==== 提供された文章 ====

第66回国民体育大会 関東ブロック茨城大会

7月23、24日の2日間、茨城県水戸市において第66回国民体育大会山岳競技関東ブロック大会が開催された。会場は市内の体育館に特設されたウォールで行われたが、周囲は至る所に道路の陥没や建造物の崩壊がみられ、先の震災の傷跡を生々しく伝えていた。

また、茨城県の選手や関係者に話しを聞くと、震災以来思うような練習や生活が出来ないストレスを抱えながらこの大会に備えてきたとのことで、大変な困難があったことを想像させた。

昨年の山梨県チームは、少年種別が男女ともに関東ブロックを突破したうえ、千葉本国体でも入賞を果たしたこともあって、当然ながら今年も期待を寄せて大会に臨んだ。国体における近年の競技水準は、他の全国大会と比べてもなんら遜色のないハイレベルなものであるが、そこで入賞できた背景には安田あとり選手と若尾龍隆選手という実力者の存在あってのことである。

しかし、今年の他県チームは圧倒的な強さを誇る選手がひとりで引っ張るのではなく、力のある選手をふたり揃えるチームを作ってきている印象をもった。選手の育成が進み、選手層が形成できている証だと思う。

競技はリードとボルダリングの2種目になって4年目ということもあり、進行上の問題はほとんどなく、落ち着いて勝負に挑める雰囲気の大会であったが、一昨年よりルールで義務づけられたセレモニーでのユニフォームの着用が徹底されず審判より忠告がされるなど、今後選手監督の意識改善が求められる場面もあった。


さて、少年女子はエースの安田選手がリード種目(L種目)で活躍。完登こそ逃したものの個人1位タイにつけたのだが、ボルダリング種目(B種目)でまさかの個人3位。総合で3位に沈み、今年は通過を逃すことになった。やはり過去2年のような個人技で得点を稼いで勝つというパターンが通用しないほど、他県チームのレベルアップが進んでいることを伺わせる内容であった。

==== 表示データ ====

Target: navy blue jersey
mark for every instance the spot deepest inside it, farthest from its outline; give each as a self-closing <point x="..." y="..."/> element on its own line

====

取り組む課題 » 国体山岳競技関東ブロック大会を報じた文章の続きを、最後の文の後から書いてください。

課題の解答 »
続いて成年女子。初日のB種目は縄重未来が全完登を決めてチーム2位と好発進。調子も良さそうで、L種目でも実力を出し切ればと期待されたが、結果は6位と失速。残念ながら通過はならなかった。リードクライミング能力の向上が課題と言われて久しいが、今年もまた同じ敗因となってしまった。

少年男子はL種目でのスリップやクリップミスもあり5位と出遅れ、2年連続の通過が相当危ぶまれたのだが、得意種目のB種目で若尾選手が素晴らしい完登劇をみせて個人1位を獲得。怪我のため本調子ではなかった田中選手もなんとか1課題を完登して踏みとどまりチーム順位は1位。これで総合成績は大逆転して2位通過を決めた。


山口国体は山口市セミナーパークを会場に10月2日〜4日の日程で開催される。少年男子チーム、そして成年男子チーム(内藤聡・根路銘幸昌ぺア 監督:渡辺晴彦)をぜひ応援いただきたい。

記:山森政之(主任強化コーチ)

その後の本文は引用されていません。